Present the entries from the beginning through the line containing "positive clicks: (334, 300)" as a numbered list, omitting any blank lines and including nothing beyond that line.

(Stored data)
· · ·
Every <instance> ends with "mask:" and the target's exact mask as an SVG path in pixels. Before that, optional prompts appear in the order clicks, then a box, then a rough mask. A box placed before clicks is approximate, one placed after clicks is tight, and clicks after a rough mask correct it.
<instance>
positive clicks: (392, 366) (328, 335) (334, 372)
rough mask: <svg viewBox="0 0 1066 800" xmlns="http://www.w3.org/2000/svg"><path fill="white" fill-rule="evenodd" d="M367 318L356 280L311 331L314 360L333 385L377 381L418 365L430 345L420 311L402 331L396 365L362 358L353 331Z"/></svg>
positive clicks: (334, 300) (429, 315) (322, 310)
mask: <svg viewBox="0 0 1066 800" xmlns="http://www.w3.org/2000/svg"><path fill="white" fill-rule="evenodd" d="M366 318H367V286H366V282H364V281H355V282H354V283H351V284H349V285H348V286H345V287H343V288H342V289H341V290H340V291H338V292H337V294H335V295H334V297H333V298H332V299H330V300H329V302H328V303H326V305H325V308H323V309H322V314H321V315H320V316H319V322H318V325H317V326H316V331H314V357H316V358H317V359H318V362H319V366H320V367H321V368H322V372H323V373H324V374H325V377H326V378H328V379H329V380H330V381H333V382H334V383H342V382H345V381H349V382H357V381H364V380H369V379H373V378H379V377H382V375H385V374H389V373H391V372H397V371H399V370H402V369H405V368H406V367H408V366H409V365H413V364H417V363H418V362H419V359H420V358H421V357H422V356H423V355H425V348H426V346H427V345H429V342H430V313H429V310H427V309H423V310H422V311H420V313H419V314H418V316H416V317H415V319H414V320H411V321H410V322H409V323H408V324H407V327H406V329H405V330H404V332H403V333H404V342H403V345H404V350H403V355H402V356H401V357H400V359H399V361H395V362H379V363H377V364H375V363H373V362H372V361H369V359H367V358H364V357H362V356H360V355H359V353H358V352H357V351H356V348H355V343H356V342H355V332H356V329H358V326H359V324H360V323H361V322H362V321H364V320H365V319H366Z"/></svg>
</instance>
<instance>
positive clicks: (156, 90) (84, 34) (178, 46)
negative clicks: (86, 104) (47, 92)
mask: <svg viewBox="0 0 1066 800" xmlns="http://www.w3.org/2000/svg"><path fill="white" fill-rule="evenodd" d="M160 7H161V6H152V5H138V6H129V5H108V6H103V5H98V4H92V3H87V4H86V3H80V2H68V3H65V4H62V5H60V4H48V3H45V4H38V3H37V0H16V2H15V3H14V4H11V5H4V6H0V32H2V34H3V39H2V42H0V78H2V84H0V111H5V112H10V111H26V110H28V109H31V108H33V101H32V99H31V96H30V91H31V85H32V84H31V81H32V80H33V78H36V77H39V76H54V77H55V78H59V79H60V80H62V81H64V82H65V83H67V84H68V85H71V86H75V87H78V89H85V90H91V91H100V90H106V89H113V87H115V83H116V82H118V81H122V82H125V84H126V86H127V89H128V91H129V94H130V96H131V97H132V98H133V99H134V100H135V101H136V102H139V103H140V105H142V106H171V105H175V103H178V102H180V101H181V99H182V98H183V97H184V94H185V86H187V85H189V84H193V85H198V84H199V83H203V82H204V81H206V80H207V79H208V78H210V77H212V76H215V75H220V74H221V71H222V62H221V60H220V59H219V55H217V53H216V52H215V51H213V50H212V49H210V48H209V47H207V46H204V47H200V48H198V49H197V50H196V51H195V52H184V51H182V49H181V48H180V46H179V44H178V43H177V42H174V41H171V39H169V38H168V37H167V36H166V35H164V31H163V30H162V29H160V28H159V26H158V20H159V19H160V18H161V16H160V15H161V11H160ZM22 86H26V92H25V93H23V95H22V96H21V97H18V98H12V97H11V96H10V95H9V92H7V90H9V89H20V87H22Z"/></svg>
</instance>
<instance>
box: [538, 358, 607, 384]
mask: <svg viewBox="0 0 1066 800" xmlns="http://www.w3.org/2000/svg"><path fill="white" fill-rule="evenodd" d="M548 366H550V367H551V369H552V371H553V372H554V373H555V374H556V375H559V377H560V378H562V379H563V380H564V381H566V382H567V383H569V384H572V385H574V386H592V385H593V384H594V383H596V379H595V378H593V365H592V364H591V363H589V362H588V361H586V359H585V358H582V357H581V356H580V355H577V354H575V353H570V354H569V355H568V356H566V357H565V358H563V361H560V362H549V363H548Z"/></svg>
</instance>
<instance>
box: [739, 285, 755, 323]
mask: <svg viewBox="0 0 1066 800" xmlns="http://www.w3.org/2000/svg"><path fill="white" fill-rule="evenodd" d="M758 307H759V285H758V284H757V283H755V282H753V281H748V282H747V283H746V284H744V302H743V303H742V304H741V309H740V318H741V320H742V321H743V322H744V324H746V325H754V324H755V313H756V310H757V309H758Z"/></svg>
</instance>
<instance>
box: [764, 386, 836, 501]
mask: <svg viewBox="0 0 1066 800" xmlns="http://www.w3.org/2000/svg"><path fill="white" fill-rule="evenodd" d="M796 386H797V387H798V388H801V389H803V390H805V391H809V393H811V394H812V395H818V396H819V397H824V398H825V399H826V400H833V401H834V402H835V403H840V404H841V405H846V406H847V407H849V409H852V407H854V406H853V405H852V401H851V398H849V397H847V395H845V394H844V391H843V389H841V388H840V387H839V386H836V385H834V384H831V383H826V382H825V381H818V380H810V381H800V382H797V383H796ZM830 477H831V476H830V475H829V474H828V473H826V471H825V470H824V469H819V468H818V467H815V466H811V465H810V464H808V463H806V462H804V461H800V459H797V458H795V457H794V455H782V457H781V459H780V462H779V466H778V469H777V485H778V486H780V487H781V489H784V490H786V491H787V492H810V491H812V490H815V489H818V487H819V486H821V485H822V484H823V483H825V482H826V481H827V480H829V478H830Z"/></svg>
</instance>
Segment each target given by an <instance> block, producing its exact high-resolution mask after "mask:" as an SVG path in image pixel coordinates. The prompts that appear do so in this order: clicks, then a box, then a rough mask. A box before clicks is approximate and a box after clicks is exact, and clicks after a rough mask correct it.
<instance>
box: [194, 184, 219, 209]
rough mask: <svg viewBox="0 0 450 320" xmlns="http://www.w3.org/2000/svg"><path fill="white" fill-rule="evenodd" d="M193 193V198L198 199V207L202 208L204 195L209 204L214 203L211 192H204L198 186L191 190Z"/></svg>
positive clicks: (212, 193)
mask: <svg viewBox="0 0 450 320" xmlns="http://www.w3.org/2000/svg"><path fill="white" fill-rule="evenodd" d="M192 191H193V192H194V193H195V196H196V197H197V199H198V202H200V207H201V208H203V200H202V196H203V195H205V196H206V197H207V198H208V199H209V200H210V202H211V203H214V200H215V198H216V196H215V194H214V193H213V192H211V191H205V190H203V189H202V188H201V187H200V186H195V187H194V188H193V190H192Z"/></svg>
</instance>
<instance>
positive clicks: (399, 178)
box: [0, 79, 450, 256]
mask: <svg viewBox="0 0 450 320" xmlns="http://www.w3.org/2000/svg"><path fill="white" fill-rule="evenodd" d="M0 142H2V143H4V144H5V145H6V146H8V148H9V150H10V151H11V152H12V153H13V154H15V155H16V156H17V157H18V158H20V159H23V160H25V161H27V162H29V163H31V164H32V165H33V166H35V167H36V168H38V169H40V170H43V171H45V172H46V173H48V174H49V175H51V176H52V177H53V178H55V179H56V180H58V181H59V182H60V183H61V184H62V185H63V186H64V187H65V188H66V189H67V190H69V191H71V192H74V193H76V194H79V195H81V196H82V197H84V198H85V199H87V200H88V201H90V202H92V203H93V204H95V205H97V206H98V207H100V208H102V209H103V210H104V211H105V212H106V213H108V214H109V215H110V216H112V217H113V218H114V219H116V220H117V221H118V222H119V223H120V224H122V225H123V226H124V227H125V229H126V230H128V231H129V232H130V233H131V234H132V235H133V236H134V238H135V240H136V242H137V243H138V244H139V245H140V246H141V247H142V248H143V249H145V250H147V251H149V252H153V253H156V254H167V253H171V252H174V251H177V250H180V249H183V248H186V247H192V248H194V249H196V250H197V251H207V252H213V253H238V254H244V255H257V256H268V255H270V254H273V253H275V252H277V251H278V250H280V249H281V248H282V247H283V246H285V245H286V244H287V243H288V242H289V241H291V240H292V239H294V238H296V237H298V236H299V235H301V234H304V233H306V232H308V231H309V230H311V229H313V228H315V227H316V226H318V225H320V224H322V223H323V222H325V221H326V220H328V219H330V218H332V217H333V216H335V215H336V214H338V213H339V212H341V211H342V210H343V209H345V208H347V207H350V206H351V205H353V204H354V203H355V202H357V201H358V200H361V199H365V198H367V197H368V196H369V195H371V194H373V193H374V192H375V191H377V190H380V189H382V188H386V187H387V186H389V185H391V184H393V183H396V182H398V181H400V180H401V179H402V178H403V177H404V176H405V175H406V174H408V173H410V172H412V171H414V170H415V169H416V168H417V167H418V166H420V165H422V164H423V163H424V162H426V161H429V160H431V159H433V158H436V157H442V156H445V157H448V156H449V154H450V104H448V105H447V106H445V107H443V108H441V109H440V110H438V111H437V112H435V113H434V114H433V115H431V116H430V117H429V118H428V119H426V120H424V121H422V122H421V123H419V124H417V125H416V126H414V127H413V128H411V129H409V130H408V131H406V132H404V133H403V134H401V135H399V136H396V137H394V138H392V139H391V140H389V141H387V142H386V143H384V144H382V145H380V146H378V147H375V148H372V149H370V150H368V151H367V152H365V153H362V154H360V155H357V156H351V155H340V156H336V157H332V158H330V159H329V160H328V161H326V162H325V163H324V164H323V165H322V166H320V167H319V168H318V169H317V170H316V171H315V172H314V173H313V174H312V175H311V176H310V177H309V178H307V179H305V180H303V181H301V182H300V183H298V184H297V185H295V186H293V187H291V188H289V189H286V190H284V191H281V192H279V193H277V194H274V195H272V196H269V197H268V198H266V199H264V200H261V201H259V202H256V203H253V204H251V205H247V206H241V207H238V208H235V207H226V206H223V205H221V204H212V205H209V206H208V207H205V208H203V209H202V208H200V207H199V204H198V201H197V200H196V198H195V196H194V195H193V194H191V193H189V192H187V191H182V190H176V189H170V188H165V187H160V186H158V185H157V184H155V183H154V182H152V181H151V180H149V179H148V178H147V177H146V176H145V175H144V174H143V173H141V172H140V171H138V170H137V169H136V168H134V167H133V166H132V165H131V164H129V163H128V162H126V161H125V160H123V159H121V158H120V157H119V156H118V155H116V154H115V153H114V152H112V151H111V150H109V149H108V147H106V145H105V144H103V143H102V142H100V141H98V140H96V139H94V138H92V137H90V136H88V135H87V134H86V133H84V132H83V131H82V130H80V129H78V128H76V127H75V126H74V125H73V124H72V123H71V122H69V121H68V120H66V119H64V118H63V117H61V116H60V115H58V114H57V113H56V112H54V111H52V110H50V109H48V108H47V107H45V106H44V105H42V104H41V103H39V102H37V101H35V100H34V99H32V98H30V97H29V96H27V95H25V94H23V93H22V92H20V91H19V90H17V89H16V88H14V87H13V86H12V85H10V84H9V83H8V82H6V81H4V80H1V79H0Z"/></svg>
· · ·
### Answer for the task
1. Every <instance> ends with "mask:" and the target's exact mask as an SVG path in pixels. Before that, optional prompts appear in the order clicks, then a box, then a rough mask. A box placed before clicks is approximate, one placed after clicks is tight, and clicks after a rough mask correct it.
2. <instance>
3. positive clicks: (392, 366) (328, 335) (334, 372)
4. rough mask: <svg viewBox="0 0 1066 800" xmlns="http://www.w3.org/2000/svg"><path fill="white" fill-rule="evenodd" d="M367 318L356 280L311 331L314 360L333 385L377 381L418 365L430 345L420 311L402 331L396 365L362 358L353 331Z"/></svg>
5. positive clicks: (334, 300) (429, 315) (322, 310)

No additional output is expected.